> [Task] Copy out every line of the material below, word for word.

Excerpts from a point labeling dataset
* Start *

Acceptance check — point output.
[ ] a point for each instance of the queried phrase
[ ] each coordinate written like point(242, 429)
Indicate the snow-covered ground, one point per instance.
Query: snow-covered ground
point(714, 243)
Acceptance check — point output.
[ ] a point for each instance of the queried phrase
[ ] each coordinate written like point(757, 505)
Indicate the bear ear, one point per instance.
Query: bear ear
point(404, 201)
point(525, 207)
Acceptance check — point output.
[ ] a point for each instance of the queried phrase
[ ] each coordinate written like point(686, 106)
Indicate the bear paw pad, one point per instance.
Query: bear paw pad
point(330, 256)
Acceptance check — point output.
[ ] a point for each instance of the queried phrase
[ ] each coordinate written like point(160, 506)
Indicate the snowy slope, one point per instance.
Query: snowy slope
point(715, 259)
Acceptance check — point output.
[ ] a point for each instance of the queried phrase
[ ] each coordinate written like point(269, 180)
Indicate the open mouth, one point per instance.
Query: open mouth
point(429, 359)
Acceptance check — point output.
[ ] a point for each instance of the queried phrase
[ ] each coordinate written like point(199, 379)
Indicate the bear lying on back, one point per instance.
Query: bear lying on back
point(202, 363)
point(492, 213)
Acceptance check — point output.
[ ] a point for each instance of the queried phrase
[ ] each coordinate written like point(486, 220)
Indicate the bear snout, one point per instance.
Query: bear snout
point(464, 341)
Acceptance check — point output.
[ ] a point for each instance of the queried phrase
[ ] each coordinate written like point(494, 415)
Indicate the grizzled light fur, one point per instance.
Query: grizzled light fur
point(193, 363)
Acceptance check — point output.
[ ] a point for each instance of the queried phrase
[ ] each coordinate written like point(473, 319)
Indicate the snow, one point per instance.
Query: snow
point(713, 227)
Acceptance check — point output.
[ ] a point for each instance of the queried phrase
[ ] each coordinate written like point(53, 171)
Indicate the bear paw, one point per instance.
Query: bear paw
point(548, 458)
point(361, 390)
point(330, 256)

* End *

> [The reply]
Acceptance check — point output.
[ ] a point for each instance of the queried phrase
[ ] each coordinate written like point(242, 429)
Indicate the snow-covered ground, one point per instance.
Query: snow-covered ground
point(714, 243)
Acceptance check — point output.
[ ] a point for each instance of the queried phrase
[ ] each coordinate written like point(757, 505)
Indicate the bear ear, one point per instance.
Query: bear ear
point(404, 201)
point(525, 207)
Acceptance check — point output.
[ ] a point for each instance of the queried phrase
[ ] each coordinate written like point(686, 106)
Indicate the bear paw pad, one point per instance.
Query: bear paw pad
point(330, 256)
Acceptance check — point output.
[ ] a point for each instance of the queried phrase
[ ] each coordinate written like point(160, 506)
Indicate the snowy slope, one point per instance.
Query: snowy slope
point(715, 259)
Acceptance check — point output.
[ ] a point for each instance of the queried phrase
[ ] each coordinate written like point(269, 180)
Indicate the open mouth, one point per instance.
Query: open mouth
point(429, 359)
Acceptance check — point output.
[ ] a point for each instance of the queried phrase
[ ] each coordinate written like point(199, 379)
Indicate the bear lying on back, one point per instance.
Query: bear lying on back
point(202, 363)
point(492, 213)
Acceptance check — point output.
[ ] a point for each instance of the queried phrase
[ ] each coordinate written like point(486, 220)
Indicate the bear snout, one point per instance.
Query: bear snout
point(464, 341)
Acceptance check — point output.
[ ] a point for each instance of the queried phrase
[ ] each coordinate written like point(494, 415)
Indicate the grizzled light fur, one point per instance.
Query: grizzled light fur
point(193, 363)
Acceptance check — point output.
[ ] a point for each instance of the queried phrase
[ ] each coordinate written like point(473, 319)
Indicate the snow, one point per instance.
Query: snow
point(713, 227)
Acceptance check — point output.
[ ] a point for each instance of the queried phrase
[ ] each coordinate written like point(53, 171)
Indicate the bear paw, one point per instance.
Query: bear paw
point(548, 458)
point(361, 390)
point(330, 256)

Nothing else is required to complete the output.